# [Texto para leer]
......
Hablamos de jóvenes enfadados y no de los ancianos amargados porque sienten que sus vidas no son lo que podrían haber sido. Se sienten estafados. Se irritan ante la alegría de los jóvenes y no se aceptan a sí mismos porque viven obsesionados por la muerte. Nadie les enseñó a amar la vida, a amarse a sí mismos, a asumir el único sentido de la existencia: ser nosotros mismos, sabernos felices asumiendo la realidad y transformarla según nuestras capacidades.
Y ser feliz es ser uno mismo, poder hacer las cosas porque nos da la gana, no porque lo manden o para alcanzar méritos para una supuesta vida de ultratumba. Esto es un chantaje de las religiones y de los grupos de poder: posponer la felicidad para mantenernos sumisos. Unas sectas se encarnizaron con el sexo, otras con la alimentación, otras con obediencias a imposiciones inhumanas; pero, sobre todo, con la libertad de pensar, de actuar, de decir sí o no sin rendir cuentas.
......
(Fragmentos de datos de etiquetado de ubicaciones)
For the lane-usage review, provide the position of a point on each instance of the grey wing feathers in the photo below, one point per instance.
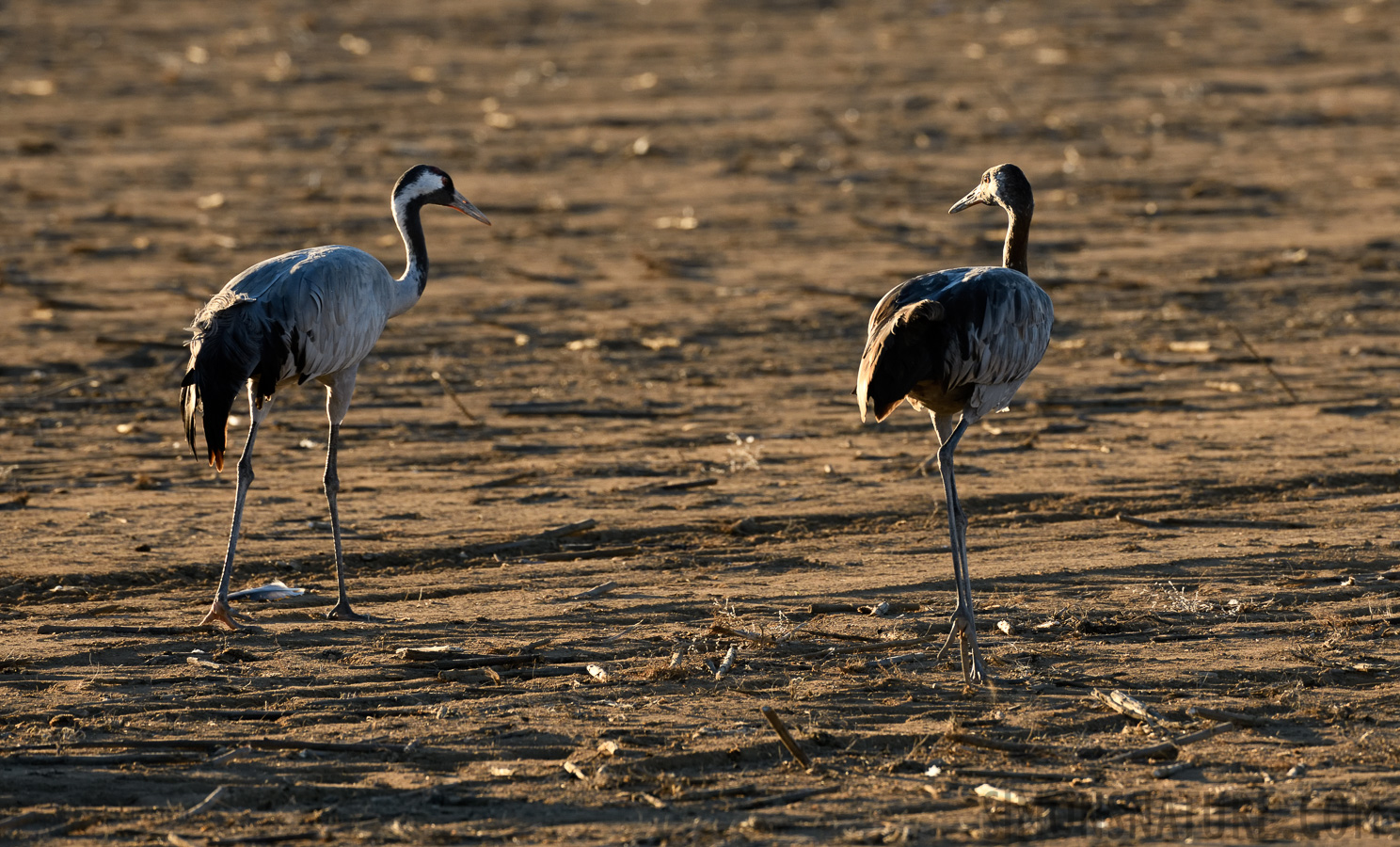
(960, 330)
(298, 315)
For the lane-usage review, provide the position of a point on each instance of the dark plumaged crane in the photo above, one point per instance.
(958, 344)
(311, 313)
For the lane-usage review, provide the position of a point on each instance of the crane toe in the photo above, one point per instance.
(220, 614)
(342, 611)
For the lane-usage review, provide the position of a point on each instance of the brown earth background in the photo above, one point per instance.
(696, 204)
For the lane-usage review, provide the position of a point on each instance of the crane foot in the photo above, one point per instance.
(343, 612)
(218, 612)
(973, 671)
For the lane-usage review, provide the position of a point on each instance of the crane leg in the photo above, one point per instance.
(332, 482)
(218, 611)
(963, 619)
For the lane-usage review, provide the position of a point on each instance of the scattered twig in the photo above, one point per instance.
(1262, 360)
(17, 821)
(719, 629)
(994, 743)
(989, 773)
(1133, 707)
(103, 759)
(1003, 795)
(786, 737)
(863, 609)
(1170, 770)
(727, 663)
(451, 395)
(619, 636)
(898, 660)
(1170, 746)
(591, 593)
(226, 758)
(656, 801)
(580, 554)
(541, 536)
(676, 486)
(195, 809)
(1233, 717)
(782, 800)
(54, 629)
(213, 743)
(1127, 519)
(487, 661)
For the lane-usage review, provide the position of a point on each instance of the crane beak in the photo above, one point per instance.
(465, 207)
(972, 199)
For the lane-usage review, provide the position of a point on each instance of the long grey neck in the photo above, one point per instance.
(1018, 240)
(416, 267)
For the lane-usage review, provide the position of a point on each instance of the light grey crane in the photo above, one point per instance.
(310, 313)
(958, 344)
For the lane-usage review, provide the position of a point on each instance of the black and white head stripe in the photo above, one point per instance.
(422, 181)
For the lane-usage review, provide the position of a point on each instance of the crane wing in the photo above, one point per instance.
(298, 315)
(954, 333)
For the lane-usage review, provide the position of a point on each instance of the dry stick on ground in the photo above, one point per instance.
(728, 631)
(992, 773)
(1169, 746)
(898, 660)
(52, 629)
(616, 637)
(103, 759)
(200, 806)
(579, 554)
(1170, 770)
(1127, 519)
(1233, 717)
(861, 609)
(1133, 707)
(541, 536)
(786, 737)
(995, 743)
(213, 743)
(1262, 360)
(453, 396)
(591, 593)
(727, 663)
(782, 800)
(226, 758)
(17, 821)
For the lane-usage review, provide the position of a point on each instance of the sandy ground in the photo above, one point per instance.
(1192, 502)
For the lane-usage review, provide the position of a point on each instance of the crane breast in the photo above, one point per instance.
(324, 309)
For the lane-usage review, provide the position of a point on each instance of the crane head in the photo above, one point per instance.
(424, 184)
(1003, 185)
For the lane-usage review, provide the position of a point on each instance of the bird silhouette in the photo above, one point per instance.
(958, 344)
(310, 313)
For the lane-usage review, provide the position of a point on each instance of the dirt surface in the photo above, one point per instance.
(696, 206)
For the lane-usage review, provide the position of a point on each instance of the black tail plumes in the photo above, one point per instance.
(230, 346)
(900, 356)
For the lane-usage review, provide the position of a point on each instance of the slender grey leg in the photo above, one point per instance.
(332, 482)
(963, 622)
(218, 611)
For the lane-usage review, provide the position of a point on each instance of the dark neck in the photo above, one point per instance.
(412, 230)
(1018, 238)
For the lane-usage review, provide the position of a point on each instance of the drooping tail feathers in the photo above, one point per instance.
(232, 342)
(898, 356)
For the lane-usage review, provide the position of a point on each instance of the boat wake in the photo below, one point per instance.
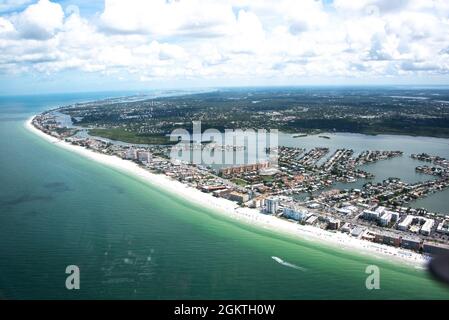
(288, 264)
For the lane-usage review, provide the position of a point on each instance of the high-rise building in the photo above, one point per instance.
(272, 205)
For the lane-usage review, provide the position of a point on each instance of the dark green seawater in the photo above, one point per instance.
(132, 241)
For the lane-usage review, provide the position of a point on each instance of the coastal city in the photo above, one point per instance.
(376, 212)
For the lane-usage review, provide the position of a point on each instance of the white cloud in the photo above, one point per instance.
(9, 5)
(199, 39)
(40, 20)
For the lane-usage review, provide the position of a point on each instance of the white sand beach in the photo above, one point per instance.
(253, 217)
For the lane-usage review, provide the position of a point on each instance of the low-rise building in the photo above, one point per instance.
(370, 215)
(333, 224)
(426, 229)
(433, 248)
(411, 243)
(443, 227)
(238, 197)
(295, 214)
(405, 224)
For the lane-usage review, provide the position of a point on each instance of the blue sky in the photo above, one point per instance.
(80, 45)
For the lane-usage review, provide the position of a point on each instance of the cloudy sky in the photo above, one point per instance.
(93, 45)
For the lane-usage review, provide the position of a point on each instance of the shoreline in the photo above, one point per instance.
(248, 216)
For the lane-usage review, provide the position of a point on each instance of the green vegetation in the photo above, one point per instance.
(423, 112)
(239, 182)
(120, 134)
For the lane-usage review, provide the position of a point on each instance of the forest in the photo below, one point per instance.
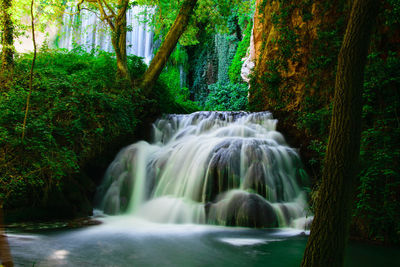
(295, 106)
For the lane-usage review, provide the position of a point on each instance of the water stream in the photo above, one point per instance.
(86, 29)
(173, 202)
(224, 168)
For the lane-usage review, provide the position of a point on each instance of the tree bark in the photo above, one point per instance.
(119, 40)
(167, 47)
(117, 23)
(7, 37)
(329, 231)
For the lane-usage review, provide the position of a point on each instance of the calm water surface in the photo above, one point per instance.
(126, 241)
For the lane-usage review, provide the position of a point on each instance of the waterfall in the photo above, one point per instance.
(86, 29)
(226, 168)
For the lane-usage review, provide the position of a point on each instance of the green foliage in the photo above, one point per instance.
(76, 109)
(236, 66)
(378, 201)
(227, 96)
(209, 15)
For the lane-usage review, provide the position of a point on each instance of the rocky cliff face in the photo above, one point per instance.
(296, 44)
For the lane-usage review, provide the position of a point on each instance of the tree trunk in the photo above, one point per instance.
(329, 231)
(119, 45)
(172, 38)
(7, 40)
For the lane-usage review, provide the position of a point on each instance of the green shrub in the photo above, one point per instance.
(227, 97)
(236, 67)
(77, 108)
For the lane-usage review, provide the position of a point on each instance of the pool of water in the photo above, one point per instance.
(127, 241)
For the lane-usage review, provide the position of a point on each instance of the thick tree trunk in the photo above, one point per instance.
(329, 231)
(119, 45)
(172, 38)
(117, 23)
(7, 40)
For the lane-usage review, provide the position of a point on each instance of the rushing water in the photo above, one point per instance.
(87, 30)
(225, 168)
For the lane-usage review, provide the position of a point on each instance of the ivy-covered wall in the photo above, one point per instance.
(296, 48)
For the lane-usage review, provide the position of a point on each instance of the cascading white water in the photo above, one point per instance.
(87, 30)
(227, 168)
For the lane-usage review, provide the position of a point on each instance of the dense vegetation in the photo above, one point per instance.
(79, 112)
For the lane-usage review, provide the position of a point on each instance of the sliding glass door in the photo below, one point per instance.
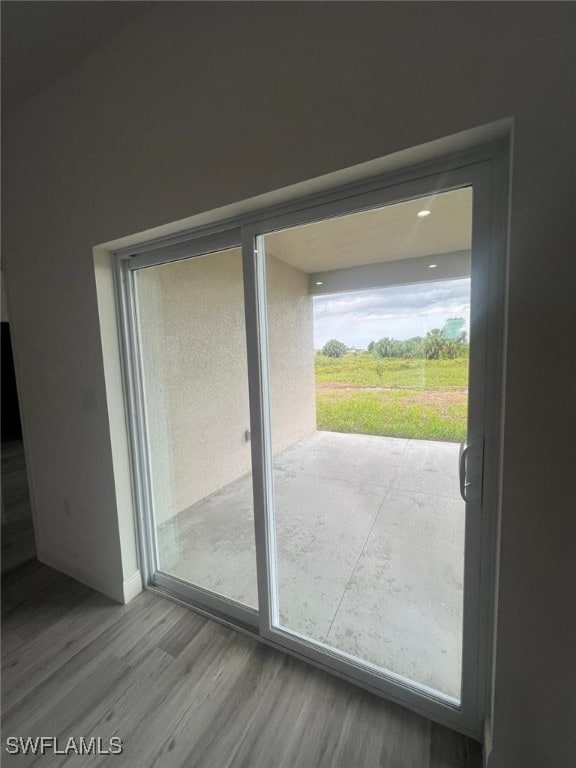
(368, 385)
(193, 378)
(307, 389)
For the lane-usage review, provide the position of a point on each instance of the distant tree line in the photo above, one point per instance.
(447, 342)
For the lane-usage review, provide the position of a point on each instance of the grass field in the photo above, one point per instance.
(422, 399)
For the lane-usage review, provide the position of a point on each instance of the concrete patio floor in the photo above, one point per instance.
(370, 549)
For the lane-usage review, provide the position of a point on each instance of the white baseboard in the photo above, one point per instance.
(111, 586)
(132, 586)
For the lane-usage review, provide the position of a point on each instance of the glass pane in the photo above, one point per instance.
(368, 346)
(193, 359)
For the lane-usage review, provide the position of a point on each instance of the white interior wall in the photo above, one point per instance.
(197, 105)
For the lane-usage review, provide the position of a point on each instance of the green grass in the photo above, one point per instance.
(420, 399)
(365, 371)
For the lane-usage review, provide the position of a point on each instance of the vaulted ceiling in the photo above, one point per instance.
(41, 41)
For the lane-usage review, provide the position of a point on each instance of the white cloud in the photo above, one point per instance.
(400, 312)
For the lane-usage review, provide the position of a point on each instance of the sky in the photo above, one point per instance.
(359, 317)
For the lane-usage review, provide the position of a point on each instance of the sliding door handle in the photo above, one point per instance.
(464, 449)
(470, 469)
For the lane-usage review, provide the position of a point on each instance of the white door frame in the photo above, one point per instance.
(485, 169)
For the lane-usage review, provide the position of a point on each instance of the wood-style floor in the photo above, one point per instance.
(181, 690)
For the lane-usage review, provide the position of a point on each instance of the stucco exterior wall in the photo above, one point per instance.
(193, 344)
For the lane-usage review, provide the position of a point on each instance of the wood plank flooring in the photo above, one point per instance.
(181, 690)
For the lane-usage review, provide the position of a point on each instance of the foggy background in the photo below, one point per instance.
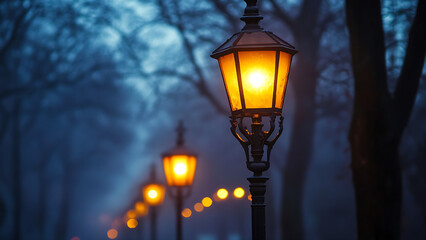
(91, 93)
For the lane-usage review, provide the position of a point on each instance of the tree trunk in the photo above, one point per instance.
(42, 201)
(377, 181)
(379, 117)
(65, 207)
(17, 178)
(300, 152)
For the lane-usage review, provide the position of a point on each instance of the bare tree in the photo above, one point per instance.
(380, 116)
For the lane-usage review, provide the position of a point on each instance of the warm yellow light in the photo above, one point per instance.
(131, 214)
(186, 212)
(153, 194)
(222, 193)
(141, 209)
(198, 207)
(239, 192)
(132, 223)
(207, 202)
(180, 169)
(256, 79)
(112, 233)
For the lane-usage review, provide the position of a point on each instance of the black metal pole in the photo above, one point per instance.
(153, 223)
(179, 204)
(140, 231)
(258, 219)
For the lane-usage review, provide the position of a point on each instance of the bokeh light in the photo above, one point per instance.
(131, 214)
(198, 207)
(132, 223)
(152, 193)
(112, 233)
(222, 193)
(186, 212)
(141, 208)
(207, 202)
(239, 192)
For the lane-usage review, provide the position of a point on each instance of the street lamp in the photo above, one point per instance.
(179, 167)
(153, 195)
(255, 65)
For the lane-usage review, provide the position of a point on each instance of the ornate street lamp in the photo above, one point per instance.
(153, 194)
(179, 167)
(255, 65)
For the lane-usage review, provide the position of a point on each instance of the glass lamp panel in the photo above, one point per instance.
(168, 170)
(283, 69)
(257, 77)
(229, 73)
(153, 194)
(192, 163)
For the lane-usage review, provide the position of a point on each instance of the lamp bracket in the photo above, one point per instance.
(257, 139)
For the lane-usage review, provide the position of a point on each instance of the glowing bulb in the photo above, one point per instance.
(152, 193)
(239, 192)
(186, 212)
(256, 79)
(222, 193)
(180, 169)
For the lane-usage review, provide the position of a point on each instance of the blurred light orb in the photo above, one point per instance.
(152, 193)
(186, 212)
(222, 193)
(207, 202)
(112, 233)
(132, 223)
(141, 208)
(239, 192)
(131, 214)
(198, 207)
(180, 169)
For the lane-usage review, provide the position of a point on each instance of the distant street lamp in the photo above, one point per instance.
(179, 167)
(153, 195)
(255, 65)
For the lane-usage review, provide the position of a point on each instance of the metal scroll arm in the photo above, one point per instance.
(243, 143)
(271, 143)
(271, 128)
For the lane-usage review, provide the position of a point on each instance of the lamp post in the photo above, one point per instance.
(179, 167)
(255, 65)
(141, 209)
(153, 194)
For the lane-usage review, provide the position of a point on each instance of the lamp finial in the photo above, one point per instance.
(251, 17)
(180, 131)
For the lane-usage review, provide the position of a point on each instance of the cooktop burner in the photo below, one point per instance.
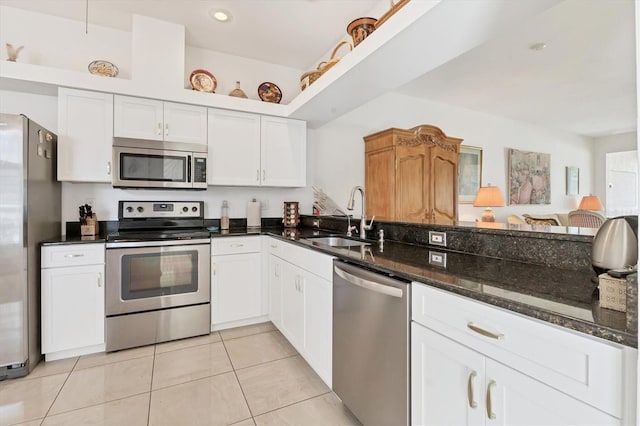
(159, 220)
......
# [Tareas por realizar]
(1) Responda estas preguntas sobre el texto acerca de la felicidad:
(a) ¿Cuál es el único sentido de la existencia, según el primer párrafo?
(b) ¿Qué es ser feliz, según el segundo párrafo?
(c) ¿Con qué fin posponen la felicidad las religiones y los grupos de poder?
(2) Indique si cada afirmación coincide con el texto acerca de la felicidad. Responda sí o no y cite las palabras del texto que lo deciden.
(a) Las sectas se encarnizaron sobre todo con la alimentación.
(b) Posponer la felicidad es un chantaje de las religiones y de los grupos de poder.
(c) Ser feliz consiste en hacer las cosas porque lo manden.

# [Respuestas]
(1)
(a) Ser nosotros mismos, sabernos felices asumiendo la realidad y transformarla según nuestras capacidades.
(b) Es ser uno mismo, poder hacer las cosas porque nos da la gana, no porque lo manden o para alcanzar méritos para una supuesta vida de ultratumba.
(c) Para mantenernos sumisos.

(2)
(a) No: «pero, sobre todo, con la libertad de pensar, de actuar, de decir sí o no sin rendir cuentas».
(b) Sí: «Esto es un chantaje de las religiones y de los grupos de poder: posponer la felicidad para mantenernos sumisos».
(c) No: «poder hacer las cosas porque nos da la gana, no porque lo manden».